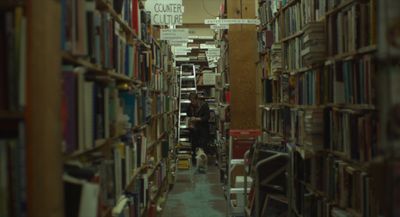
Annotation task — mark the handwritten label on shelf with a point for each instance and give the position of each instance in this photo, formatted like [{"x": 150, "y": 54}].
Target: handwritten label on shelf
[
  {"x": 219, "y": 26},
  {"x": 232, "y": 21},
  {"x": 174, "y": 34},
  {"x": 165, "y": 12}
]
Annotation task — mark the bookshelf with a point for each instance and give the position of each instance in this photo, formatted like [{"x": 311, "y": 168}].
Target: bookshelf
[
  {"x": 96, "y": 116},
  {"x": 384, "y": 169},
  {"x": 317, "y": 60}
]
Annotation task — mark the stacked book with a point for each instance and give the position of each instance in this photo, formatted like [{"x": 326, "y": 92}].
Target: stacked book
[
  {"x": 314, "y": 49},
  {"x": 313, "y": 129},
  {"x": 276, "y": 58}
]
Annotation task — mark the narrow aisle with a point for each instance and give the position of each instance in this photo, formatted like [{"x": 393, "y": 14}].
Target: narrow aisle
[{"x": 203, "y": 197}]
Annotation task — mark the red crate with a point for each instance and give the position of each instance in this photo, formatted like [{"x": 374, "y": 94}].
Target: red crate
[{"x": 242, "y": 140}]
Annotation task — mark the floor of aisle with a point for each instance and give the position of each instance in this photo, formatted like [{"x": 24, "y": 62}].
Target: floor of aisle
[{"x": 203, "y": 197}]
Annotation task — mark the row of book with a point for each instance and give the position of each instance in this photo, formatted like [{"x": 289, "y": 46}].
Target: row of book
[
  {"x": 348, "y": 190},
  {"x": 352, "y": 135},
  {"x": 91, "y": 189},
  {"x": 265, "y": 13},
  {"x": 275, "y": 121},
  {"x": 344, "y": 82},
  {"x": 265, "y": 39},
  {"x": 314, "y": 43},
  {"x": 95, "y": 35},
  {"x": 93, "y": 110},
  {"x": 292, "y": 54},
  {"x": 13, "y": 198},
  {"x": 293, "y": 20},
  {"x": 307, "y": 128},
  {"x": 276, "y": 90},
  {"x": 352, "y": 28},
  {"x": 12, "y": 59}
]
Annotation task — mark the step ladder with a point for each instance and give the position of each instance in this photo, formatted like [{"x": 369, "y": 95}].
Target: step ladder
[{"x": 187, "y": 85}]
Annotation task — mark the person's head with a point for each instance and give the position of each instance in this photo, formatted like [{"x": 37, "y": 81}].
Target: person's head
[{"x": 194, "y": 99}]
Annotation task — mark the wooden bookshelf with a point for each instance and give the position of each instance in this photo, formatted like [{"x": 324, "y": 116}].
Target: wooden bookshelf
[{"x": 303, "y": 87}]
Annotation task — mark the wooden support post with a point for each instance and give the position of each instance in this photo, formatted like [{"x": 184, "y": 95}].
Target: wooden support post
[
  {"x": 44, "y": 156},
  {"x": 242, "y": 56}
]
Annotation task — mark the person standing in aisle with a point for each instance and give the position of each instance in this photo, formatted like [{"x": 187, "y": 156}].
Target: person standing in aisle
[{"x": 198, "y": 113}]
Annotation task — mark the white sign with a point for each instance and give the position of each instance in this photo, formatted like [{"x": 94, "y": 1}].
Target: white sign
[
  {"x": 182, "y": 59},
  {"x": 174, "y": 34},
  {"x": 212, "y": 65},
  {"x": 219, "y": 26},
  {"x": 232, "y": 21},
  {"x": 182, "y": 49},
  {"x": 213, "y": 52},
  {"x": 209, "y": 78},
  {"x": 207, "y": 46},
  {"x": 177, "y": 43},
  {"x": 165, "y": 12}
]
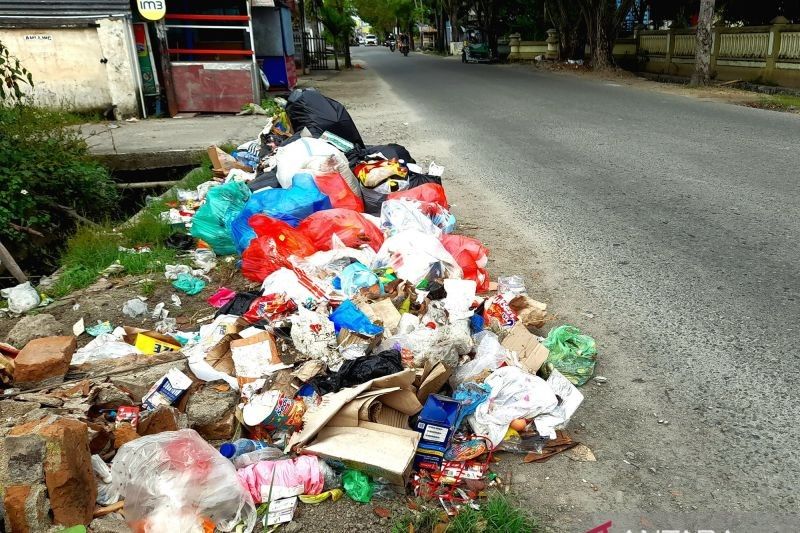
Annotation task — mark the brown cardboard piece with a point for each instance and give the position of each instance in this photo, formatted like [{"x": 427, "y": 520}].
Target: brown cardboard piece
[
  {"x": 334, "y": 430},
  {"x": 378, "y": 450},
  {"x": 532, "y": 354}
]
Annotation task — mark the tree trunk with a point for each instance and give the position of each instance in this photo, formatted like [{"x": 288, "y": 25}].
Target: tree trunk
[{"x": 702, "y": 58}]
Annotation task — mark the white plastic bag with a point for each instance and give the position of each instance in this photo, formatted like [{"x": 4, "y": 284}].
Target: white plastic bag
[
  {"x": 107, "y": 493},
  {"x": 489, "y": 355},
  {"x": 413, "y": 254},
  {"x": 312, "y": 154},
  {"x": 176, "y": 481},
  {"x": 515, "y": 394},
  {"x": 401, "y": 215},
  {"x": 21, "y": 298}
]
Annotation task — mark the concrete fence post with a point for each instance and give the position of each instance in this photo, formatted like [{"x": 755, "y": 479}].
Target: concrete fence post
[{"x": 553, "y": 43}]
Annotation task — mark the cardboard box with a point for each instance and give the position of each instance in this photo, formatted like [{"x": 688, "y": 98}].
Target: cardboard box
[
  {"x": 531, "y": 353},
  {"x": 378, "y": 450},
  {"x": 437, "y": 421},
  {"x": 335, "y": 430}
]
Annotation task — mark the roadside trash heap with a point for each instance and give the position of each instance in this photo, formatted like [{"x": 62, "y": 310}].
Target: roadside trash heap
[{"x": 377, "y": 357}]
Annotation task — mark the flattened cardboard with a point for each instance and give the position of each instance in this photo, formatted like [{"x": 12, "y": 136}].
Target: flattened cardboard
[
  {"x": 532, "y": 354},
  {"x": 316, "y": 419},
  {"x": 433, "y": 382},
  {"x": 378, "y": 450}
]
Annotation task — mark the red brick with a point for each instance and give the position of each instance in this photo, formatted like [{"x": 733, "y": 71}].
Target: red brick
[{"x": 44, "y": 359}]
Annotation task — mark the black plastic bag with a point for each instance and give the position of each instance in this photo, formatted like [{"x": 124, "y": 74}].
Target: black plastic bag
[
  {"x": 264, "y": 180},
  {"x": 357, "y": 371},
  {"x": 390, "y": 151},
  {"x": 310, "y": 109}
]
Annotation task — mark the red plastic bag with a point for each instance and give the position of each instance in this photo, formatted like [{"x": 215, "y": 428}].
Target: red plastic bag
[
  {"x": 333, "y": 185},
  {"x": 427, "y": 192},
  {"x": 471, "y": 256},
  {"x": 275, "y": 242},
  {"x": 350, "y": 226}
]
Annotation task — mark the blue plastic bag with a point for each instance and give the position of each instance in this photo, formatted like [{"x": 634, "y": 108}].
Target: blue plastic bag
[
  {"x": 211, "y": 222},
  {"x": 354, "y": 277},
  {"x": 290, "y": 205},
  {"x": 348, "y": 316}
]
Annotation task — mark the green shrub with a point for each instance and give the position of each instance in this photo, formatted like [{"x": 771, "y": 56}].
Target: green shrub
[{"x": 43, "y": 165}]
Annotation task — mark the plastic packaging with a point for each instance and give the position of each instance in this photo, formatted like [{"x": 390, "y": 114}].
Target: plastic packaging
[
  {"x": 189, "y": 284},
  {"x": 356, "y": 276},
  {"x": 176, "y": 481},
  {"x": 349, "y": 226},
  {"x": 299, "y": 154},
  {"x": 212, "y": 221},
  {"x": 350, "y": 317},
  {"x": 572, "y": 353},
  {"x": 269, "y": 453},
  {"x": 134, "y": 308},
  {"x": 471, "y": 256},
  {"x": 107, "y": 493},
  {"x": 358, "y": 486},
  {"x": 402, "y": 215},
  {"x": 427, "y": 192},
  {"x": 336, "y": 188},
  {"x": 488, "y": 356},
  {"x": 240, "y": 446},
  {"x": 415, "y": 256},
  {"x": 21, "y": 298},
  {"x": 269, "y": 252},
  {"x": 272, "y": 480},
  {"x": 511, "y": 286},
  {"x": 514, "y": 394},
  {"x": 289, "y": 205}
]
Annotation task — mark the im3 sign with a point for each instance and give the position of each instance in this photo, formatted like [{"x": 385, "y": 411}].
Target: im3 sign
[{"x": 152, "y": 9}]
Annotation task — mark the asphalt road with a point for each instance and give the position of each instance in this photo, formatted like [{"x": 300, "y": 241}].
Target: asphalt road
[{"x": 668, "y": 228}]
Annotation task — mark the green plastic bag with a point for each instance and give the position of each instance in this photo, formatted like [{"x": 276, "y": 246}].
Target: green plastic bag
[
  {"x": 189, "y": 284},
  {"x": 212, "y": 221},
  {"x": 358, "y": 485},
  {"x": 571, "y": 353}
]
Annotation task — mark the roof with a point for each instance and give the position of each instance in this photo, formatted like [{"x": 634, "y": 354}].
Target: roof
[{"x": 23, "y": 12}]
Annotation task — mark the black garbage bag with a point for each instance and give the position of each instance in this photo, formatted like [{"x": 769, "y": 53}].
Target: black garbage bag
[
  {"x": 310, "y": 109},
  {"x": 264, "y": 180},
  {"x": 357, "y": 371},
  {"x": 239, "y": 304},
  {"x": 390, "y": 151}
]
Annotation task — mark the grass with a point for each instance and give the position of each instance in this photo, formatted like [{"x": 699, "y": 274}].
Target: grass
[
  {"x": 785, "y": 102},
  {"x": 496, "y": 515}
]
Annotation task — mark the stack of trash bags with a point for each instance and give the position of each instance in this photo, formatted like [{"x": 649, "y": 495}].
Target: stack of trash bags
[{"x": 376, "y": 355}]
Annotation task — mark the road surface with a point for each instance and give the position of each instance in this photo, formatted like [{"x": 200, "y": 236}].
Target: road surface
[{"x": 668, "y": 228}]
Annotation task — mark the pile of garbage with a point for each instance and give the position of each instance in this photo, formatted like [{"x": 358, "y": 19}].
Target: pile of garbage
[{"x": 377, "y": 356}]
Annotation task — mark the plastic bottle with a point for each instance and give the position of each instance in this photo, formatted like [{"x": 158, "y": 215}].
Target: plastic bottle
[{"x": 240, "y": 446}]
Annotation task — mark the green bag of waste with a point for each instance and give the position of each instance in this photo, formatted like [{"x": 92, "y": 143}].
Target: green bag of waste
[
  {"x": 358, "y": 485},
  {"x": 189, "y": 284},
  {"x": 571, "y": 353},
  {"x": 212, "y": 221}
]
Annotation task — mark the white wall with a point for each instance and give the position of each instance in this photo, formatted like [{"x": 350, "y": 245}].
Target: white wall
[{"x": 67, "y": 69}]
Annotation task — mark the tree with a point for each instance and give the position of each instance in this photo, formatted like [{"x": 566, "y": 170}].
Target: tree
[
  {"x": 702, "y": 58},
  {"x": 603, "y": 20},
  {"x": 335, "y": 17},
  {"x": 12, "y": 77}
]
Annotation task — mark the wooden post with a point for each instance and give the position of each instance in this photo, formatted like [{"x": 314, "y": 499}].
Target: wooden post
[
  {"x": 166, "y": 68},
  {"x": 11, "y": 265}
]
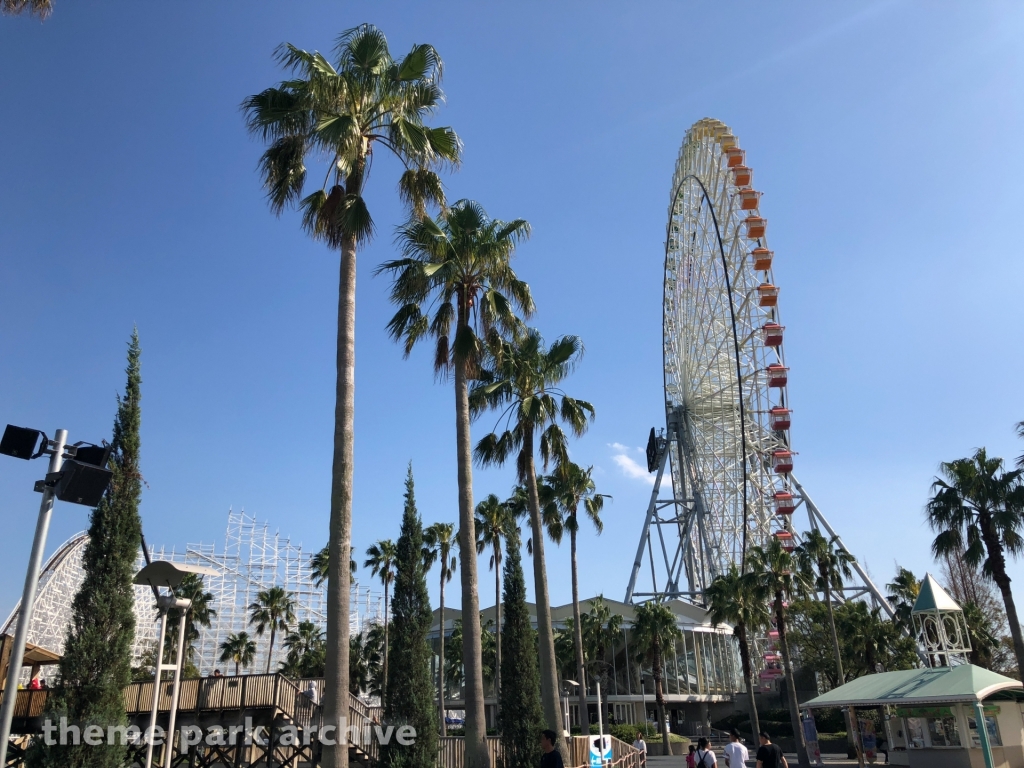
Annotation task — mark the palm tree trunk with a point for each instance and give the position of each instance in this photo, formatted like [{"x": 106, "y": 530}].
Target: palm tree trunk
[
  {"x": 851, "y": 723},
  {"x": 269, "y": 651},
  {"x": 440, "y": 659},
  {"x": 744, "y": 660},
  {"x": 498, "y": 629},
  {"x": 997, "y": 563},
  {"x": 659, "y": 699},
  {"x": 546, "y": 636},
  {"x": 791, "y": 686},
  {"x": 578, "y": 640},
  {"x": 339, "y": 578},
  {"x": 477, "y": 755},
  {"x": 384, "y": 669}
]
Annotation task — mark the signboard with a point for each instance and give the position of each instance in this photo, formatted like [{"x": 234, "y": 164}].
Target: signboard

# [EXERCISE GOAL]
Write out exactly, and nothing more than, the lines of the entries above from the line containing "Annotation task — mark the white wall" through the final line; omit any pictures.

# [EXERCISE RESPONSE]
Annotation task — mark the white wall with a point for each instance and give the position of each instance in this photo, formatted like [{"x": 350, "y": 245}].
Target: white wall
[{"x": 67, "y": 69}]
Annotation task — mark the tree with a point for each instance and give the position of each instance in this photo, formatted like [{"x": 566, "y": 170}].
Target: tree
[
  {"x": 702, "y": 58},
  {"x": 603, "y": 20},
  {"x": 335, "y": 17},
  {"x": 12, "y": 77}
]
Annotation task — mark the wooden post with a point for each instance and give the position of each instance in this photo, formatted like [{"x": 314, "y": 499}].
Target: wooden post
[
  {"x": 166, "y": 68},
  {"x": 11, "y": 265}
]
Annotation task — mark the palm tree trunk with a point for each instance and give the position of each instance in this photo, formatted like [{"x": 106, "y": 530}].
Target: palm tree trunk
[
  {"x": 851, "y": 723},
  {"x": 269, "y": 651},
  {"x": 440, "y": 659},
  {"x": 744, "y": 660},
  {"x": 498, "y": 629},
  {"x": 997, "y": 563},
  {"x": 659, "y": 699},
  {"x": 546, "y": 636},
  {"x": 791, "y": 686},
  {"x": 578, "y": 640},
  {"x": 339, "y": 578},
  {"x": 477, "y": 755},
  {"x": 384, "y": 669}
]
Annotation task — mark the signboard with a point for each instance and give the position of each instance in this photo, formatted like [{"x": 234, "y": 164}].
Target: signboard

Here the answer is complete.